[Saved entries]
———

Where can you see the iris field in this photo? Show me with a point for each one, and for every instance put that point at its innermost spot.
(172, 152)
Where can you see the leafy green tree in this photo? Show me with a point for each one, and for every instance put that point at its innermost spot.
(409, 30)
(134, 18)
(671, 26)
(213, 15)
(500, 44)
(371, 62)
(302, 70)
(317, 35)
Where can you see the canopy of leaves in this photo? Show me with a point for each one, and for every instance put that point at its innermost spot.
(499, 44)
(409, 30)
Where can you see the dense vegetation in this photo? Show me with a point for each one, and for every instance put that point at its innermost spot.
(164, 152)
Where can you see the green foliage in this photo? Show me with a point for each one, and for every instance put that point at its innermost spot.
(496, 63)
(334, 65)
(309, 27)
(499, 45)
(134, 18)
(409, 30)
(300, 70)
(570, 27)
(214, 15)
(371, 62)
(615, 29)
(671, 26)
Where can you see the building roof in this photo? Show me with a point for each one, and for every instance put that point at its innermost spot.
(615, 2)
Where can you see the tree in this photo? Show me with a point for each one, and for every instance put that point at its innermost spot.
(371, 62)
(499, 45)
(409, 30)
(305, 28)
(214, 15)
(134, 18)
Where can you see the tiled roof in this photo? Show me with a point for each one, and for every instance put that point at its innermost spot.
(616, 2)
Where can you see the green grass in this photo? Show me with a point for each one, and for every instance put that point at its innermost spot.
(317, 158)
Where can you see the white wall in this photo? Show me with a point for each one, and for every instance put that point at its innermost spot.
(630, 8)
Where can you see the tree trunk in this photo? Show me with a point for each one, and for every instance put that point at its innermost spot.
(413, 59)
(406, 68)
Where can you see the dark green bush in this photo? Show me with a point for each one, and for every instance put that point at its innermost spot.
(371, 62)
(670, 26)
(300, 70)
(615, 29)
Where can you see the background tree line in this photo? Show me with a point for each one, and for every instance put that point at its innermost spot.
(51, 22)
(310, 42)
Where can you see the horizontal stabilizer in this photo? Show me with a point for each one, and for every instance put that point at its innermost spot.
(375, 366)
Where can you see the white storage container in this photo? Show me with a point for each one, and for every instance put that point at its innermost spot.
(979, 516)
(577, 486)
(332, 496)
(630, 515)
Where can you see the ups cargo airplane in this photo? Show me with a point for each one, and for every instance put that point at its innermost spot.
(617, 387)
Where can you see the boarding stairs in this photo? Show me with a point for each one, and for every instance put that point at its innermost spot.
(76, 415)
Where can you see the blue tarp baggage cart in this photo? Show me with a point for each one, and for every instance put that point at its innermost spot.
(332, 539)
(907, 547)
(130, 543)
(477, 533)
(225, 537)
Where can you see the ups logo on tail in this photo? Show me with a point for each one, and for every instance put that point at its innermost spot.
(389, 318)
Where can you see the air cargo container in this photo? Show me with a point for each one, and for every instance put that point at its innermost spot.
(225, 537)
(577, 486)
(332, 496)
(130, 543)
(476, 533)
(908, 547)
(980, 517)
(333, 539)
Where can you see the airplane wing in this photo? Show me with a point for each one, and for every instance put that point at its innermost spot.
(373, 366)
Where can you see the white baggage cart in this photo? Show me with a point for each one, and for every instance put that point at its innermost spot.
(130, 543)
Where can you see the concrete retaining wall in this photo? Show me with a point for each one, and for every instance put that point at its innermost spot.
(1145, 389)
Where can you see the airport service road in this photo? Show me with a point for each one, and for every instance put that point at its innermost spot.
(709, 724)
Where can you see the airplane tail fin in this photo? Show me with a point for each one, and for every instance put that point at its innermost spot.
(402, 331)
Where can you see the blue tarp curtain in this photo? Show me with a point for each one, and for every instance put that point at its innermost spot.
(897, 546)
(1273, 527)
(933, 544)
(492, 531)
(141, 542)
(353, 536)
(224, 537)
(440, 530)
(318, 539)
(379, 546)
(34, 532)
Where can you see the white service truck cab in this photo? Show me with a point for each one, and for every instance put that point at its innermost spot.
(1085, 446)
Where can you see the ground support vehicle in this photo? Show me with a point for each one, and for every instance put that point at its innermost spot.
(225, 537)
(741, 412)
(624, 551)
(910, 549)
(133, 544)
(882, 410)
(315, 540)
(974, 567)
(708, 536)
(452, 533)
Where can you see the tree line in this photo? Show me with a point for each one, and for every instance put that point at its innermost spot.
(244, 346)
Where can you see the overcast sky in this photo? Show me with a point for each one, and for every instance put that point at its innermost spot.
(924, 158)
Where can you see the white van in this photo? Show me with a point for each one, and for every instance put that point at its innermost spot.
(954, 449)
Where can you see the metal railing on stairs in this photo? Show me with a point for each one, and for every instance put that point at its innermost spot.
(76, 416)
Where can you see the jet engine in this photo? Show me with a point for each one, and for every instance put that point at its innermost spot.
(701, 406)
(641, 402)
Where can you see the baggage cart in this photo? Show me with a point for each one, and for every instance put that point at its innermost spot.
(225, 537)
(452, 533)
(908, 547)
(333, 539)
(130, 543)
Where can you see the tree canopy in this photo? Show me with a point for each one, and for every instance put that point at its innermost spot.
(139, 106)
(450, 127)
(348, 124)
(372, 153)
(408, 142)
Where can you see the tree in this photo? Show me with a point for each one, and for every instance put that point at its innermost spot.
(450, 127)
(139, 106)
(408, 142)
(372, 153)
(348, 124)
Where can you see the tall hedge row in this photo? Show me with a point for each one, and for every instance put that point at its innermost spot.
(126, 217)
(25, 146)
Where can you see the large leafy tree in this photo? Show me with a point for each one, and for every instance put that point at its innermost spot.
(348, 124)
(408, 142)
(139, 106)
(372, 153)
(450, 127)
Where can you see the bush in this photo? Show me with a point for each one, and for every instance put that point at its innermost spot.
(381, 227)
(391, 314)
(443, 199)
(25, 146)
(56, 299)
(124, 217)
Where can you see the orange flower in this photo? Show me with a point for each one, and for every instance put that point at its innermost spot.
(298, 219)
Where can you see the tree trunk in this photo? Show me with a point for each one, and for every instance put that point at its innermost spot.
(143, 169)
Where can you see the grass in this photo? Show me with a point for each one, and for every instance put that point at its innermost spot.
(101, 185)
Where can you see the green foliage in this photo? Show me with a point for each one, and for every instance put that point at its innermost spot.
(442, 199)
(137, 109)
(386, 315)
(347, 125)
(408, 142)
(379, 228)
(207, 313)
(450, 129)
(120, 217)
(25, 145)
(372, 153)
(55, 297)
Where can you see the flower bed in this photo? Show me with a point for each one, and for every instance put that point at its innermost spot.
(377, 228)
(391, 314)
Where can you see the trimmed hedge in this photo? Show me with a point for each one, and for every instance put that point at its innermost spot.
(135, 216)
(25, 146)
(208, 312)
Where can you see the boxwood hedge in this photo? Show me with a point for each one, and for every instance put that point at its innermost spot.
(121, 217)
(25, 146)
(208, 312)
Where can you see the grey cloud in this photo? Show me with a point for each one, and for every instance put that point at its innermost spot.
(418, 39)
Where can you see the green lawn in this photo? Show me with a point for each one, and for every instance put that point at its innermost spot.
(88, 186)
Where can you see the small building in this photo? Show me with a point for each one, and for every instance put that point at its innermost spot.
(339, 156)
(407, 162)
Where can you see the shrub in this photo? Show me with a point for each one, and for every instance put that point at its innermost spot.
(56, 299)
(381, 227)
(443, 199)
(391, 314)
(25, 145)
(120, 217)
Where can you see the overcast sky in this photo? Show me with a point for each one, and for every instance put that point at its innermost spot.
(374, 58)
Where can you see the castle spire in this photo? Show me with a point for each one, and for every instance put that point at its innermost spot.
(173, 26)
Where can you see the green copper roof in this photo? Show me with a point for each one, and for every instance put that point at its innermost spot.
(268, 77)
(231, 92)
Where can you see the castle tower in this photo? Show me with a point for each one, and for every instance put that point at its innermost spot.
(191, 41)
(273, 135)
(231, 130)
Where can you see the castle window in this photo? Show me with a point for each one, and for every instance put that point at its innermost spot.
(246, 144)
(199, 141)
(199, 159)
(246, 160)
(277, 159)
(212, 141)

———

» PROBLEM
This task calls for an exact reproduction of the lines that start at the one containing "Where can you see the grey" and continue to the end of the entries above.

» ANSWER SPACE
Where can you see the grey cloud in this photo? Show me with a point for each one, and for every instance put that point at its innermost spot.
(418, 39)
Where can you see the green lawn in this photo? Show me with a point for each one, and for every instance put that point at its innermost spot.
(88, 186)
Where can you see the small building in this photo? Show me with a point for each one, and for every instance put that point at its innermost spot.
(339, 156)
(407, 162)
Where can you see the shrub in this photo? Show me with a point for each one, and for every instance put that point at its innermost spot.
(56, 299)
(381, 227)
(443, 199)
(391, 314)
(25, 145)
(120, 217)
Where can you see the overcast sky in this photo? Show me with a point for each one, and for every instance put that point at its innermost spot.
(374, 58)
Where can you see the castle spire in this photo? Show me with a point for each one, and for every instance put that point at its innermost spot.
(173, 26)
Where can you see the green copper roof in this photo? Show me with a point for each one, and for every instance put that point at its innermost spot.
(268, 77)
(231, 92)
Where can you see the castle tower in this photo? Show me with a point for each one, and for every instance put that point at its innermost spot.
(191, 41)
(273, 135)
(231, 130)
Where can you see the castle window in this photo? Show me with a point for each one, and for every instance put that point at its innermost spot.
(246, 144)
(199, 141)
(199, 159)
(246, 160)
(277, 159)
(212, 141)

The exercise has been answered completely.